● Page

The battle has been framed.  We cannot simply assert the superiority of the public education system as it exists without thinking comprehensively and strategically about what we would hold onto, what we would change, what is non-negotiable and what is negotiable.

Rather than deride the governor’s self-serving ultimatum to the Regents, I propose that we try to answer some of the questions he put to the Regents ourselves:

  • What do we have to say that is a solution to Common Core other than that we “hate it?”  How do we make the persuasive case that much of it is entirely inappropriate developmentally for the students we teach?
  • What do we do to make sure that students with disabilities are fairly treated in a system that forces them to learn Common Core standards that may not be appropriate for the most severely disabled of them?
  • Do we oppose all charters or only those charters that refuse to make their operations transparent, include special education students and ELLs and which do not counsel out their students or refuse to back-filling cohorts?
  • Do we support community schools in the manner that the mayor has proposed in his “School Renewal Program” with its requirement for teachers to re-apply for their positions or do we oppose that part of the program and have an alternative to offer the children of failing schools across the City and State?

● Entries shown
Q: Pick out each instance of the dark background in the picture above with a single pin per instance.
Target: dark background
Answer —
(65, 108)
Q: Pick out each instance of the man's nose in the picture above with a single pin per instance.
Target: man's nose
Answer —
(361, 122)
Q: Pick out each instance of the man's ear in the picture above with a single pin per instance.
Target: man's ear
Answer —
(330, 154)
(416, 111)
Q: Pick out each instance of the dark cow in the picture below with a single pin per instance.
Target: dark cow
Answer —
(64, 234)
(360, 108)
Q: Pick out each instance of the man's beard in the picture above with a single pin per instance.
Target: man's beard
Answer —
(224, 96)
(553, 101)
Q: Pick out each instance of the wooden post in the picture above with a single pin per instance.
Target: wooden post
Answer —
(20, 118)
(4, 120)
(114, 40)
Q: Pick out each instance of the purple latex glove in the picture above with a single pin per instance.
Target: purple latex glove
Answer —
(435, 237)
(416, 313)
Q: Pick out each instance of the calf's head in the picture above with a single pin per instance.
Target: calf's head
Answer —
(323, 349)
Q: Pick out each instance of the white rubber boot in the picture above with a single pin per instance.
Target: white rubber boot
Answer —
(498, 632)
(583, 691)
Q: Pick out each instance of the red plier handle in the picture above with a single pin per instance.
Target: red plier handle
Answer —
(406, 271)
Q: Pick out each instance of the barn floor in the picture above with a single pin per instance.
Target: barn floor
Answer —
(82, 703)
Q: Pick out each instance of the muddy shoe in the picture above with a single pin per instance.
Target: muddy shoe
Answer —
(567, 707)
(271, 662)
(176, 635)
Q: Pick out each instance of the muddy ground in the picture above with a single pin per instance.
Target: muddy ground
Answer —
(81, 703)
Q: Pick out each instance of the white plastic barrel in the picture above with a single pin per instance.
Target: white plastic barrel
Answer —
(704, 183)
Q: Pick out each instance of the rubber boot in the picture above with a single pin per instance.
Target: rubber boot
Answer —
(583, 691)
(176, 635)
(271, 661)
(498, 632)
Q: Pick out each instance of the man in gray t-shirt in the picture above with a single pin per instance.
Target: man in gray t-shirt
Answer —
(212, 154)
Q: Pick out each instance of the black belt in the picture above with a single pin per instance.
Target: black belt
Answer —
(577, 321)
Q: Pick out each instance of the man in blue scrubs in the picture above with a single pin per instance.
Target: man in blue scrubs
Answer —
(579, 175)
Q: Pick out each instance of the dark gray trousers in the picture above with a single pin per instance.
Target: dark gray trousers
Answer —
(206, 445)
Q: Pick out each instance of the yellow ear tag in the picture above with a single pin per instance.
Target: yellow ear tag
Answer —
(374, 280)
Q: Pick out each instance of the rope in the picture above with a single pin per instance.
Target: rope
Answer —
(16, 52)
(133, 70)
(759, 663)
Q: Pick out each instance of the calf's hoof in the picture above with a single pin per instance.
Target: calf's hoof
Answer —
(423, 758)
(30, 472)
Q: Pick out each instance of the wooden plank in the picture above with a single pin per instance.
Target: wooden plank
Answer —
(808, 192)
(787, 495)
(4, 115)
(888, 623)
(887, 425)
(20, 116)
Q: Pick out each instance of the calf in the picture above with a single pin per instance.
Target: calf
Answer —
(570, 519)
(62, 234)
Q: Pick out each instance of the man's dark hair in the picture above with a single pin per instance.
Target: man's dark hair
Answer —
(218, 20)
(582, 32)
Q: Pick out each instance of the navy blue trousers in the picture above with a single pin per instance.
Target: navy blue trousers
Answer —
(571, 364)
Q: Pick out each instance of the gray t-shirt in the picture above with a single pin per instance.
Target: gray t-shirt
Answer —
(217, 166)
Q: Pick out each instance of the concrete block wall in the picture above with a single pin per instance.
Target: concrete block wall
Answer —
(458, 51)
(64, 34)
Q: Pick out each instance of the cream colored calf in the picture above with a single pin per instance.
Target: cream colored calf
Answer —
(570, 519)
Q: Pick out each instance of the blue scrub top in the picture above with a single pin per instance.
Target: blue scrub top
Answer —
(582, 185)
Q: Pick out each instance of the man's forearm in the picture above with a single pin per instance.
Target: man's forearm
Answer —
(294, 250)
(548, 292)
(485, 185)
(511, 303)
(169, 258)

● Required actions
**A.** Return the commentary on public education from "Rather than deride" to "students we teach?", copied word for word.
**B.** Extend the commentary on public education, picking up after its final sentence.

● Answers to each task
**A.**
Rather than deride the governor’s self-serving ultimatum to the Regents, I propose that we try to answer some of the questions he put to the Regents ourselves:

  • What do we have to say that is a solution to Common Core other than that we “hate it?”  How do we make the persuasive case that much of it is entirely inappropriate developmentally for the students we teach?

**B.**
  • Do we support fair funding of public schools required by the Campaign for Fiscal Equity court settlement or do we have other suggestions about how to fund public schools so that every child across the state has access to a first-rate education?
  • How do we promote a teacher training and certification process that ensures a diverse pool of teachers of color in our schools?
  • What do we want education schools to do to help new teachers survive the terrible landscape they’re thrown into after they graduate?  What skills should they be taught?  How should their competence be demonstrated?
  • Do we simply oppose the APPR as a state teacher evaluation system or do we oppose “junk science” altogether and have an alternative process for evaluating teachers?
  • How do we make the case for due process persuasively and explain to the public how pervasive the arbitrary and capricious behavior by administrators is in our schools?
  • How do we effectively protect teachers illegitimately placed in the Absent Teacher Reserve, almost all of them there because of the previous administration’s determination to close, rather than support, struggling schools and the City’s unwillingness to defray the personnel costs of the more senior members of the ATR who cannot be hired into schools because school budgets make that impossible to do?
  • The Regents appointment process is a complete sham. What do we propose as a replacement?  Election by district?  Appointment by a panel of educators appointed jointly by the Governor, Speaker, Majority Leader of the Senate, Comptroller and AG?  I don’t know the answer but almost anything has got to be better than the process we have now.
  • How DO we force open the selection process used to appoint a new State Education Commissioner to replace the benighted John King?

Simply saying “public education” is a right without recognizing that many public schools are failing is a losing proposition for teachers to make to the public and to other community and parent organizations that may want to support us.  We need to make an affirmative case about what we, believe works or should be tried in our schools and what doesn’t work and should be changed.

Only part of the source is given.